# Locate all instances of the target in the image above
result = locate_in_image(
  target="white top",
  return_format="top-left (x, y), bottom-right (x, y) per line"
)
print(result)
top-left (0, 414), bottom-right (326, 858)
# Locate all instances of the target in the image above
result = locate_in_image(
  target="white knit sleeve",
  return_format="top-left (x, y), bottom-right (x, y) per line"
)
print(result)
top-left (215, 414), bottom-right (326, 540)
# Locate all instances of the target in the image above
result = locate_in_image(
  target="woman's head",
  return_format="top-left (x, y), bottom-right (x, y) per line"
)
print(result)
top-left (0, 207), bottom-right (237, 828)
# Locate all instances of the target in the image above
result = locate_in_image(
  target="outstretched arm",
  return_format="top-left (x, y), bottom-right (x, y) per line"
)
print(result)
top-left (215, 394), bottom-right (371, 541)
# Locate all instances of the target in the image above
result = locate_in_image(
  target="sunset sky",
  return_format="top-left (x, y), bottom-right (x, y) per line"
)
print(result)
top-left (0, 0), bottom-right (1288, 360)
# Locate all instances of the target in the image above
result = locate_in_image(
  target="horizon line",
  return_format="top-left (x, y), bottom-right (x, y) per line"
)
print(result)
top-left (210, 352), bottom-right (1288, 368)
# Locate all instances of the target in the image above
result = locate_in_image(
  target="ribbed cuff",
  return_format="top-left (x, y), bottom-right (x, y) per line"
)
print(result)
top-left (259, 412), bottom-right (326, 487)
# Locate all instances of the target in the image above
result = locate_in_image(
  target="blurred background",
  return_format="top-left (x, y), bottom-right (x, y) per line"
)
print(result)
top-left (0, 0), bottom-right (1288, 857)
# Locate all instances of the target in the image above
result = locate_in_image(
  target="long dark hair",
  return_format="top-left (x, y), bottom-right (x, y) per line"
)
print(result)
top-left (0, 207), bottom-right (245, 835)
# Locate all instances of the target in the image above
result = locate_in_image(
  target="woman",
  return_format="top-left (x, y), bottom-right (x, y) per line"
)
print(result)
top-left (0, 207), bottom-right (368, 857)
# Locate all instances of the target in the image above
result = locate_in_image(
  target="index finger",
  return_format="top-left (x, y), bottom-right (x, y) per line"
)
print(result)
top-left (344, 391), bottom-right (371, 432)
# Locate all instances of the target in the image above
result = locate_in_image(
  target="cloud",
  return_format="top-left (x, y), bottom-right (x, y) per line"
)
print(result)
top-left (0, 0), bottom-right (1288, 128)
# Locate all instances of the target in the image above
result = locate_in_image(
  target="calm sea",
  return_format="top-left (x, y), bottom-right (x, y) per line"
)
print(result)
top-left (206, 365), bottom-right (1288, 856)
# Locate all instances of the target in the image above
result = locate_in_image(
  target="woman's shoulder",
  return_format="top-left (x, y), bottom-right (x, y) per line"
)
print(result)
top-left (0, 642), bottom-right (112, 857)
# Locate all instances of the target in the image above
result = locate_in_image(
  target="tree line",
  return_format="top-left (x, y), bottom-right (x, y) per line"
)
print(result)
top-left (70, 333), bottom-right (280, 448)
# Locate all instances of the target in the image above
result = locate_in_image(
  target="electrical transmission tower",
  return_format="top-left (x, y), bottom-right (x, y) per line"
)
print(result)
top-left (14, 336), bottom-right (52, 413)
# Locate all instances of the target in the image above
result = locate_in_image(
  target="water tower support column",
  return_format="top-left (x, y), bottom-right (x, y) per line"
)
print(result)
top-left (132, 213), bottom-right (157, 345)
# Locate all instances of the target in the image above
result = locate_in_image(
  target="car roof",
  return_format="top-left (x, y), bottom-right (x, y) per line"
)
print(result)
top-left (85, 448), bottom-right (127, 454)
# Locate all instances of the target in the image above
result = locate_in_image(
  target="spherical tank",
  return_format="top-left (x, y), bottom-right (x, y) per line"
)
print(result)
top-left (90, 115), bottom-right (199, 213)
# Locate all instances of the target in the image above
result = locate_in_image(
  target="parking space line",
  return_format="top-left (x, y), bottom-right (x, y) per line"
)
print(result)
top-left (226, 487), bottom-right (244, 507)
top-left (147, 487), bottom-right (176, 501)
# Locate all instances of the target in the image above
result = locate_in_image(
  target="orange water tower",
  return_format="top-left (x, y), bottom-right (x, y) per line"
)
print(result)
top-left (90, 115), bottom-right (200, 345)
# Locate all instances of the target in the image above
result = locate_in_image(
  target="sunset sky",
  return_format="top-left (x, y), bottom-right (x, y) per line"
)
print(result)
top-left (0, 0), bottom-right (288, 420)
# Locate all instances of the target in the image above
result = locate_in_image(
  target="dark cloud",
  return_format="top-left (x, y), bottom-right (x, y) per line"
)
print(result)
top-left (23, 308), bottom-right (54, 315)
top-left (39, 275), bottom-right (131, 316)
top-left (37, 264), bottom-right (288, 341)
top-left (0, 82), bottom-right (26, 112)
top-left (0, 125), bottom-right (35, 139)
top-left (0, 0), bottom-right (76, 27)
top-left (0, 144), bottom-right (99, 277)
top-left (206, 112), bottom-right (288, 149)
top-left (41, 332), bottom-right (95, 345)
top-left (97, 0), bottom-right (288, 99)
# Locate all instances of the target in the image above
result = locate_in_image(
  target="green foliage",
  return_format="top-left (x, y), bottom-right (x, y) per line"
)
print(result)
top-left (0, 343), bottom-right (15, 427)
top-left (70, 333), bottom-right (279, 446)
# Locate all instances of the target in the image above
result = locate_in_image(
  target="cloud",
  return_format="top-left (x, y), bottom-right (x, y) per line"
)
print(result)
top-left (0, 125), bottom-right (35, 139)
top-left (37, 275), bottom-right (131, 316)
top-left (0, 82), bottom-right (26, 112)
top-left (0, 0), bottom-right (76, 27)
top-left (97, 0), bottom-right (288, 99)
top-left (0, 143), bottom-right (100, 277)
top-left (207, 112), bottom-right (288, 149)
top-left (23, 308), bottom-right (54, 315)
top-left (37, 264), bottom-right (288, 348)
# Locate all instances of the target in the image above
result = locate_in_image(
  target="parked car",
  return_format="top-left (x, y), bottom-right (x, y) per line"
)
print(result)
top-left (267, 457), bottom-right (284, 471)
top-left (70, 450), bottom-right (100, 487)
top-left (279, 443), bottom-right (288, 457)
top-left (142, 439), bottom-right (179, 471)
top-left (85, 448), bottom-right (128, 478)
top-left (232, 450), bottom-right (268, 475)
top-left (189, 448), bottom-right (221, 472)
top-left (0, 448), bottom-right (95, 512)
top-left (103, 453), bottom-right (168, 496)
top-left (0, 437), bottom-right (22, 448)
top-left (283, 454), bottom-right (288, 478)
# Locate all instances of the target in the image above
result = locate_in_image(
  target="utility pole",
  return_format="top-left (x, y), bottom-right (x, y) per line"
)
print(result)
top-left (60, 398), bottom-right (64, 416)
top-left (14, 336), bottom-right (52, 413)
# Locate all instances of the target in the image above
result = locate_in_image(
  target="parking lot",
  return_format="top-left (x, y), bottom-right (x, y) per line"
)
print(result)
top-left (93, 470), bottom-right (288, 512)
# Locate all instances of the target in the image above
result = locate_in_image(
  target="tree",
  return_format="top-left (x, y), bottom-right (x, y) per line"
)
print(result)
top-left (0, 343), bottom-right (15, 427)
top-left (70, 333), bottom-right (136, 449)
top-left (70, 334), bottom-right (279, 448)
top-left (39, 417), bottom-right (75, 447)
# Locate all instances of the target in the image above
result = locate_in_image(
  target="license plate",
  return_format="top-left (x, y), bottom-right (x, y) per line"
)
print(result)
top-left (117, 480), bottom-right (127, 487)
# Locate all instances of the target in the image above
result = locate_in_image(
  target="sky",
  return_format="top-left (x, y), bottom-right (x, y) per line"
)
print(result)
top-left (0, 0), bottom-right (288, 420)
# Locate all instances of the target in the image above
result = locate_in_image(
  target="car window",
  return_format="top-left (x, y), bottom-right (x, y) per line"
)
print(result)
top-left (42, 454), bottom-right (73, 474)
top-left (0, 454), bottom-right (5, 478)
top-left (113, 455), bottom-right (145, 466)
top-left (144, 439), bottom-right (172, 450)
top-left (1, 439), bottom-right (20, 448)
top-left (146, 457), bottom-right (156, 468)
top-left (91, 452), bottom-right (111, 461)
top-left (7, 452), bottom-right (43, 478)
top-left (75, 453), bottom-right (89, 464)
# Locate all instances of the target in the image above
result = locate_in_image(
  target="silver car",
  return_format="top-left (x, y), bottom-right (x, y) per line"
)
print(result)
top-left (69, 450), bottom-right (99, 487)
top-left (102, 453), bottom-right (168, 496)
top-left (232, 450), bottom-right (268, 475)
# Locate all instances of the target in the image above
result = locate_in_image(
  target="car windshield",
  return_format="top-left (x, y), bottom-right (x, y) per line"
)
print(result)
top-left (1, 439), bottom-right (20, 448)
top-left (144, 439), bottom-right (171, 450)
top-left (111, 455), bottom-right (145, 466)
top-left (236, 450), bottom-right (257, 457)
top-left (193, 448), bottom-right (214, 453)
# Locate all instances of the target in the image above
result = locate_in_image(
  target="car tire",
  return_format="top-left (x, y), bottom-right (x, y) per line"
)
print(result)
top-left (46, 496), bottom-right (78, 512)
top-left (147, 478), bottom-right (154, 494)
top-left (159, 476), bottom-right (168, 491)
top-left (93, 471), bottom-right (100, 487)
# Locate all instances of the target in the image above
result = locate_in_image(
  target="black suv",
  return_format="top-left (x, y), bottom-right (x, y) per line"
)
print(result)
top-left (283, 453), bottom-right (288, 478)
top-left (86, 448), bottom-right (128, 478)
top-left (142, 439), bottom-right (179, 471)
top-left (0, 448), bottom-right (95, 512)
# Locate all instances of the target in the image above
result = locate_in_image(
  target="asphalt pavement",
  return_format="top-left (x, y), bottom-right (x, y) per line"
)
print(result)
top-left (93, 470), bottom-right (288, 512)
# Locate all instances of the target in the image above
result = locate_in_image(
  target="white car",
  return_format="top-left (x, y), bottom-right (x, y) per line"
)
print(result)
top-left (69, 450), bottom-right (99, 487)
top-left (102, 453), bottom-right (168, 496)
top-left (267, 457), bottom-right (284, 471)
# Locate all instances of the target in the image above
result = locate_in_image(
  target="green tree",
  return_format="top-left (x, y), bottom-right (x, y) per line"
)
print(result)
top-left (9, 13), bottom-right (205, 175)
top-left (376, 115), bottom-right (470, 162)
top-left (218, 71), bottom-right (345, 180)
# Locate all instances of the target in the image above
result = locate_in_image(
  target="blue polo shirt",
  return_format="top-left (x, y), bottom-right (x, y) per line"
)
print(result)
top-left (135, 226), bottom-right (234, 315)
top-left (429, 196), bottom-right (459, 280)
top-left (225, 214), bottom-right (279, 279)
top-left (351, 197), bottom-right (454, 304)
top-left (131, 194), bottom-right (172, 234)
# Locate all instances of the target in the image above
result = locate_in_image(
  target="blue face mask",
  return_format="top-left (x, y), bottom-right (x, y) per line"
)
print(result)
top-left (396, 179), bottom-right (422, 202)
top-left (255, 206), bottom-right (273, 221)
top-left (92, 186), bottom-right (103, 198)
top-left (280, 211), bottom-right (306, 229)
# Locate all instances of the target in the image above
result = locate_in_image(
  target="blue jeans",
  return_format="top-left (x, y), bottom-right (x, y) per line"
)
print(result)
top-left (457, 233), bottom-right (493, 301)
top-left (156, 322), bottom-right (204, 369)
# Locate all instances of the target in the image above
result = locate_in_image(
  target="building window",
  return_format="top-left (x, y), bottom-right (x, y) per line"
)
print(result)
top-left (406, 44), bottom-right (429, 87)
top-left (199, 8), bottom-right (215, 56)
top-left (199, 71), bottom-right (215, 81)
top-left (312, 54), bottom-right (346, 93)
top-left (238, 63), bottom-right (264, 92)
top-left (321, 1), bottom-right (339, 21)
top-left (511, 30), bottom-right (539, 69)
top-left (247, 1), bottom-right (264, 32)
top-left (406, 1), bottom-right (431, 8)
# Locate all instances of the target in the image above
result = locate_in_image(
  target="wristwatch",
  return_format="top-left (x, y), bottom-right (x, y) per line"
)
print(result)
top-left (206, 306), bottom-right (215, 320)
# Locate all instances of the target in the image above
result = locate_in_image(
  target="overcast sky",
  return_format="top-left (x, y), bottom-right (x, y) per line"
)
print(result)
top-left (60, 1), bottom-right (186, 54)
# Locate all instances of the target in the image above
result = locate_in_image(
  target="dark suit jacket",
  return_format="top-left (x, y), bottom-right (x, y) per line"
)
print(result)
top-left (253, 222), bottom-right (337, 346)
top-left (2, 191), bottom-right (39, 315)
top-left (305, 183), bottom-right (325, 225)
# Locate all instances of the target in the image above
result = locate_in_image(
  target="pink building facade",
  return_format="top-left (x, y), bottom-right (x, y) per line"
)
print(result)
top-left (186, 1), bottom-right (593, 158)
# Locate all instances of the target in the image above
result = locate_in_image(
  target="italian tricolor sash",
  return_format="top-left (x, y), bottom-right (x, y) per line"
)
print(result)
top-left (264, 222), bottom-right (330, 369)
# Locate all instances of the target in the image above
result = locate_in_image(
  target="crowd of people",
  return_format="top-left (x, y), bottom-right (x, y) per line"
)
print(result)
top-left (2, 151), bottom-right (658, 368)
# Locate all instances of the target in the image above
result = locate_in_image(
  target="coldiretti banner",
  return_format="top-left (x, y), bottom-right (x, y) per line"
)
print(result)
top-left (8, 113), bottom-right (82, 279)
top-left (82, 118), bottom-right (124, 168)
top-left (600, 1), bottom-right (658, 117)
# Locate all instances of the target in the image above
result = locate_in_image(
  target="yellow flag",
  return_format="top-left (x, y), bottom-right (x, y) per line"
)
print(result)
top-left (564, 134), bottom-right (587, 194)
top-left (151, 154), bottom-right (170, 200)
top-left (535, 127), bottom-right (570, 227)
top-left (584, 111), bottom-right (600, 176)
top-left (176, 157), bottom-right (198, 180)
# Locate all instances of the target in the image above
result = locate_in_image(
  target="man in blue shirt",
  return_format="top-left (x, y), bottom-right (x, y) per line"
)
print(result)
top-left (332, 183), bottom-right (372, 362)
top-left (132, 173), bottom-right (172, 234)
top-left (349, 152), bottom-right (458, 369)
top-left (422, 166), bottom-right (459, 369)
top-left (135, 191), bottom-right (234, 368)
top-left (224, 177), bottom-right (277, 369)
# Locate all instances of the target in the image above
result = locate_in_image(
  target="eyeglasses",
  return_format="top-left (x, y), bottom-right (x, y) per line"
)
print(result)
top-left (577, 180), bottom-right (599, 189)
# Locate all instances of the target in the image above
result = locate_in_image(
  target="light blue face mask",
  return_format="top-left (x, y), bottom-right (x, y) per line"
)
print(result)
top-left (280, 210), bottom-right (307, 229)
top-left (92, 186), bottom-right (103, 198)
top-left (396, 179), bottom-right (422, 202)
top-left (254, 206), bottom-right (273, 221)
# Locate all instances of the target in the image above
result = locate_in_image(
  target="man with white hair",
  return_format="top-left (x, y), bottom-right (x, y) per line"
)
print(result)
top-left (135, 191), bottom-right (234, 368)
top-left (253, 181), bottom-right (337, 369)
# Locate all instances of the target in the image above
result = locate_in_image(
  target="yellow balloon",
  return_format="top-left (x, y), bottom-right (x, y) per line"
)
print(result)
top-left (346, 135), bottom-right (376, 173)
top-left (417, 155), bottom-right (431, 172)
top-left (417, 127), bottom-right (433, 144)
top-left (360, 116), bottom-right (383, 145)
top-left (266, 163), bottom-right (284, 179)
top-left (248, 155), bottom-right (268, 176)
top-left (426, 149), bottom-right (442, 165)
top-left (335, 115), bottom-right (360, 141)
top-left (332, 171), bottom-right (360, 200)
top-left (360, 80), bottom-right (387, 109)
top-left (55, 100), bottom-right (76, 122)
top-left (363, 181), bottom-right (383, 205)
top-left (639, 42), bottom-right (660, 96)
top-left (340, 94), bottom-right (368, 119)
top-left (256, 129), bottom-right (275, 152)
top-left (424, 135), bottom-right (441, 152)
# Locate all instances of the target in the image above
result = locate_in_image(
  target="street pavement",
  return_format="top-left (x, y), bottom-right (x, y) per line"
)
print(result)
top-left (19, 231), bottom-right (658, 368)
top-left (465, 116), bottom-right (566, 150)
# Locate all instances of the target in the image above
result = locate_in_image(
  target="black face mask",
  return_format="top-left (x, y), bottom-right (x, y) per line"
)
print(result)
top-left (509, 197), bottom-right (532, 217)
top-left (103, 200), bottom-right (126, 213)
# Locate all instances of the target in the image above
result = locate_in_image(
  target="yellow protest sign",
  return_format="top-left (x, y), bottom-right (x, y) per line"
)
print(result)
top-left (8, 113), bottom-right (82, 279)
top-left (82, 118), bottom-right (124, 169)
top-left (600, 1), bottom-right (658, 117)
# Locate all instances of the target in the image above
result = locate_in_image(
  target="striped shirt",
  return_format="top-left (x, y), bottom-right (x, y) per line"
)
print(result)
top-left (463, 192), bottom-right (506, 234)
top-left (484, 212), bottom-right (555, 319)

Details zur Aufgabe —
Übertrage alles vom Anfang der Einträge oben bis einschließlich der Zeile, die "top-left (259, 412), bottom-right (326, 487)" enthält, in eine nummerierte Liste. Leerzeilen entfallen dabei.

Lösung —
1. # Locate all instances of the target in the image above
2. result = locate_in_image(
3.   target="white top",
4.   return_format="top-left (x, y), bottom-right (x, y) per line"
5. )
6. print(result)
7. top-left (0, 414), bottom-right (326, 858)
8. # Locate all instances of the target in the image above
9. result = locate_in_image(
10.   target="white knit sleeve",
11.   return_format="top-left (x, y), bottom-right (x, y) per line"
12. )
13. print(result)
14. top-left (215, 414), bottom-right (326, 540)
15. # Locate all instances of the target in the image above
16. result = locate_in_image(
17.   target="woman's head",
18.   return_format="top-left (x, y), bottom-right (x, y) per line"
19. )
20. print(result)
21. top-left (0, 207), bottom-right (237, 828)
22. # Locate all instances of the target in the image above
23. result = locate_in_image(
24.   target="outstretched arm",
25.   return_format="top-left (x, y), bottom-right (x, y) per line"
26. )
27. print(result)
28. top-left (215, 394), bottom-right (371, 541)
29. # Locate all instances of the target in the image above
30. result = locate_in_image(
31.   target="sunset sky",
32.   return_format="top-left (x, y), bottom-right (x, y) per line"
33. )
34. print(result)
35. top-left (0, 0), bottom-right (1288, 360)
36. # Locate all instances of the target in the image above
37. result = locate_in_image(
38.   target="horizon line",
39.   return_format="top-left (x, y), bottom-right (x, y) per line"
40. )
41. print(result)
42. top-left (210, 352), bottom-right (1288, 368)
43. # Locate all instances of the target in the image above
44. result = locate_in_image(
45.   target="ribbed cuff",
46.   return_format="top-left (x, y), bottom-right (x, y) per line"
47. )
48. print(result)
49. top-left (259, 412), bottom-right (326, 487)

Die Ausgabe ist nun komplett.